I DOMINGO DE ADVIENTO – C (01 de Diciembre de 2024)
Proclamación del santo evangelio según San Lucas
21,25-28.34-36
25 En aquel tiempo dijo Jesús a sus discípulos: «Habrá
señales en el sol, en la luna y en las estrellas; y en la tierra, angustia de
las gentes, perplejas por el estruendo del mar y de las olas,
26 muriéndose los hombres de terror y de ansiedad por las
cosas que vendrán sobre el mundo; porque las fuerzas de los cielos serán
sacudidas.
27 Y entonces verán venir al Hijo del hombre en una nube con
gran poder y gloria.
28 Cuando empiecen a suceder estas cosas, tengan ánimo y
levanten la cabeza porque se acerca su liberación.»
34 «Cuídense de que no se hagan pesados su corazón por el
libertinaje, por la embriaguez y por las preocupaciones de la vida, y venga
aquel Día de improviso sobre Uds,
35 como un lazo; porque vendrá sobre todos los que habitan
toda la faz de la tierra.
36 Estén en vela, pues, orando en todo tiempo para que
tengan fuerza y escapen a todo lo que está para venir, y puedan estar en pie
delante del Hijo del hombre.» PALABRA DEL SEÑOR.
Estimados amigos en el Señor paz y bien.
“Estén siempre vigilantes y orad” (Lc 21,36). El Año
Litúrgico comienza en el evangelio con una visión anticipada del retorno de
Cristo. Con ello se nos enseña algo inhabitual: a ver la Navidad (su primera
venida) y el juicio final (su segunda venida) como dos momentos que se implican
mutuamente. La Escritura nos dice constantemente que con la encarnación de
Cristo comienza la etapa final: Dios pronuncia su última palabra (Hb 1,2); sólo
queda esperar a que los hombres quieran escucharla. La última palabra que en
Navidad viene a la tierra, «para que muchos caigan y se levanten» (Lc 2,34), es
«más tajante que espada de doble filo... Juzga los deseos e intenciones del
corazón... Nada se oculta; todo está patente y descubierto a los ojos de Aquel
a quien hemos de rendir cuentas» (Hb 4,12s). La Palabra encarnada de Dios es
crisis, división: viene para la salvación del mundo; pero «el que me rechaza y
no acepta mis palabras ya tiene quien lo juzgue: el mensaje que he comunicado,
ése lo juzgará el último día» (Jn 12,47s). Lo que consideramos como un gran
intervalo de tiempo entre Navidad y el juicio final no es más que el plazo que
se nos da para la decisión. Algunos dirán sí, pero parece como si en este plazo
que se nos deja para la decisión el no fuera en aumento. Es significativo que
cuando se produce la primera petición de información sobre el Mesías deseado
por toda la Antigua Alianza, «Jerusalén entera» (Mt 2,3) se sobresalte, y que
tres días después de Navidad tengamos que conmemorar la matanza de los
inocentes.

- - - - - - -

● **Solicitud 1**
Cambia "Query" por "Consulta" en el tramo de las entradas que va desde su comienzo hasta la línea que contiene "555,34,591,53", ambos extremos incluidos, y reproduce ese tramo con todo lo demás intacto.
● **Solicitud 2**
Prolonga el texto sobre el primer domingo de Adviento a partir de su última oración.
El texto y las entradas no guardan ninguna relación entre sí.

● **Materiales proporcionados**
- - - - - - -

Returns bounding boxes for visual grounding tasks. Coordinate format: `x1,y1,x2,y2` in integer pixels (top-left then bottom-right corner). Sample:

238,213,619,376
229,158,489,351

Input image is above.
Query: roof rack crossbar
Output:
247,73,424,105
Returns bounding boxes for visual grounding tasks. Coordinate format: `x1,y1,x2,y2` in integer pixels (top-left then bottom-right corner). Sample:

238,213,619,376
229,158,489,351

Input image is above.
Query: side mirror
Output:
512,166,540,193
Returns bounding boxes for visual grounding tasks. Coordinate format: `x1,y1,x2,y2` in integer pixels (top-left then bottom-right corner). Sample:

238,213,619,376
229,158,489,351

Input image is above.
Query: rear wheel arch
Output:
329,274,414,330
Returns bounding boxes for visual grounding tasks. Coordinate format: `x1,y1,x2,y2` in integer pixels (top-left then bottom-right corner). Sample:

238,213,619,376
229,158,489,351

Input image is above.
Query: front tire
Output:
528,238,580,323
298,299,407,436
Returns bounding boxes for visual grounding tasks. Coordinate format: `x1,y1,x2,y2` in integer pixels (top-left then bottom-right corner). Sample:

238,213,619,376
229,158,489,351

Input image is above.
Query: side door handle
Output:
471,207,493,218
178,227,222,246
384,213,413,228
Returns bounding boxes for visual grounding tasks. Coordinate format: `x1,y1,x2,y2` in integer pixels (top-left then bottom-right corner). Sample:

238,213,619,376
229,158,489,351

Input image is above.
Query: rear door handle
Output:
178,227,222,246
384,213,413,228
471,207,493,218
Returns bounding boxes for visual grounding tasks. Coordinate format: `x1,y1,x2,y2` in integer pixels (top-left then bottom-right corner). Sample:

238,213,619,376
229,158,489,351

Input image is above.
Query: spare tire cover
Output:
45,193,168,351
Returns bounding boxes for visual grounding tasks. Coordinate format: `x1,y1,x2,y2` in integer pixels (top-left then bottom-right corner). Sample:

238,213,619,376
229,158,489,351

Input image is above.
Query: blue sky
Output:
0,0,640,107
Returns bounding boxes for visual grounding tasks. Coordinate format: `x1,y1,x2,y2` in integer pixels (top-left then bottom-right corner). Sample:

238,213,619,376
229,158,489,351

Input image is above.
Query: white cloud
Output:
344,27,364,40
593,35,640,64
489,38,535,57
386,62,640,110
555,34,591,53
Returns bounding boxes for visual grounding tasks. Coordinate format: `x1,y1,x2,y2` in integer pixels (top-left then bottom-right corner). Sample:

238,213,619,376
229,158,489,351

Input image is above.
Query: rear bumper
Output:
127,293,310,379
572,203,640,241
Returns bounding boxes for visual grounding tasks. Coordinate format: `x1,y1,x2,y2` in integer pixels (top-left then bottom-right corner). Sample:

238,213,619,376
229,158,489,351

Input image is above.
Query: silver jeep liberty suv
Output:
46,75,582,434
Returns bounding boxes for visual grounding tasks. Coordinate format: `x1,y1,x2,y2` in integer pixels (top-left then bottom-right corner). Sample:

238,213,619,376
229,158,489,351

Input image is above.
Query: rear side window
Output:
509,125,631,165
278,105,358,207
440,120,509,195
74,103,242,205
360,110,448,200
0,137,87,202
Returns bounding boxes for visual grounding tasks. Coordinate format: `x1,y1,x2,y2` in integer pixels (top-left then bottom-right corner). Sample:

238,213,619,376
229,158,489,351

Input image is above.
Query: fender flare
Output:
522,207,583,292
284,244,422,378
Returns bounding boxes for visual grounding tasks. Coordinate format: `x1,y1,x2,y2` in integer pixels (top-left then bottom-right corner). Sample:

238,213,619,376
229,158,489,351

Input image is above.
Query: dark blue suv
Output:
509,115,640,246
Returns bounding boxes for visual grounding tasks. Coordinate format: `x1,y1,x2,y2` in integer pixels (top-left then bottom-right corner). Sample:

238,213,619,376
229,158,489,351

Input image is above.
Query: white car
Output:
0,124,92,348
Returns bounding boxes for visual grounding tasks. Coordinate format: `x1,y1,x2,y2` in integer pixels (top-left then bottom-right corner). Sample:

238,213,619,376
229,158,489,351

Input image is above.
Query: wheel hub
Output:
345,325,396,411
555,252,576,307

- - - - - - -

● **Respuesta del ejercicio 1**
Returns bounding boxes for visual grounding tasks. Coordinate format: `x1,y1,x2,y2` in integer pixels (top-left then bottom-right corner). Sample:

238,213,619,376
229,158,489,351

Input image is above.
Consulta: roof rack crossbar
Output:
247,73,424,105
Returns bounding boxes for visual grounding tasks. Coordinate format: `x1,y1,x2,y2` in integer pixels (top-left then bottom-right corner). Sample:

238,213,619,376
229,158,489,351

Input image is above.
Consulta: side mirror
Output:
512,166,540,193
Returns bounding boxes for visual grounding tasks. Coordinate format: `x1,y1,x2,y2` in integer pixels (top-left then bottom-right corner). Sample:

238,213,619,376
229,158,489,351

Input image is above.
Consulta: rear wheel arch
Output:
329,274,414,330
Returns bounding boxes for visual grounding tasks. Coordinate format: `x1,y1,x2,y2` in integer pixels (top-left then bottom-right corner). Sample:

238,213,619,376
229,158,489,351

Input image is above.
Consulta: front tire
Output:
528,238,580,323
298,299,407,436
Returns bounding boxes for visual grounding tasks. Coordinate format: `x1,y1,x2,y2` in integer pixels (top-left then bottom-right corner). Sample:

238,213,619,376
229,158,489,351

Input image is above.
Consulta: side door handle
Output:
471,207,493,218
178,227,222,246
384,213,413,228
Returns bounding boxes for visual grounding tasks. Coordinate format: `x1,y1,x2,y2` in integer pixels (top-left then bottom-right corner). Sample:

238,213,619,376
229,158,489,351

Input image is above.
Consulta: rear door handle
Output:
178,227,222,246
384,213,413,228
471,207,493,218
Returns bounding boxes for visual grounding tasks. Coordinate format: `x1,y1,x2,y2` in integer pixels (top-left then bottom-right corner). Sample:

238,213,619,376
229,158,489,351

Input image is above.
Consulta: spare tire cover
Output:
45,193,168,351
Returns bounding boxes for visual grounding tasks. Coordinate format: `x1,y1,x2,y2` in integer pixels (top-left then bottom-right corner). Sample:

238,213,619,376
229,158,489,351

Input image is above.
Consulta: blue sky
Output:
0,0,640,107
Returns bounding boxes for visual grounding tasks. Coordinate format: `x1,y1,x2,y2` in integer pixels (top-left then bottom-right corner). Sample:

238,213,619,376
229,158,489,351

Input image is above.
Consulta: white cloud
Output:
344,27,364,40
593,35,640,64
489,38,535,57
386,62,640,110
555,34,591,53

● **Respuesta del ejercicio 2**
La muerte de Jesús se decide ya al comienzo de su vida
pública (Mc 3,6). El vino al mundo no para traer paz, sino espada (Mt 10,34).
Navidad no es la fiesta de la ligereza, sino de la impotencia del amor de Dios,
que sólo demostrará su superpotencia con la muerte del Hijo. En este tiempo de
nuestra prueba hemos de estar permanentemente «despiertos», vigilantes, «en
oración».
“Señor-nuestra-justicia” (Jer 33,15). Ciertamente la Antigua
Alianza anheló -así en la primera lectura- los días en los que Dios cumpliría
su promesa de salvación a Israel. El vástago prometido de la casa de David
será, en el sentido de la justicia de la alianza de Dios, un vástago legítimo
que «hará justicia». Y esta justicia divina de la alianza en modo alguno ha de medirse
según el concepto de la justicia humana; la justicia de Dios se identifica más
bien con la rectitud de toda acción salvífica de Dios, que a su vez se
identifica con su fidelidad a la alianza pactada. Esto no excluye sino que
incluye el que Dios tenga que castigar la infidelidad de los hombres para, en
su aparente desolación, hacerles comprender lo que realmente significan la
alianza y la justicia (Lv 26,34s.40s).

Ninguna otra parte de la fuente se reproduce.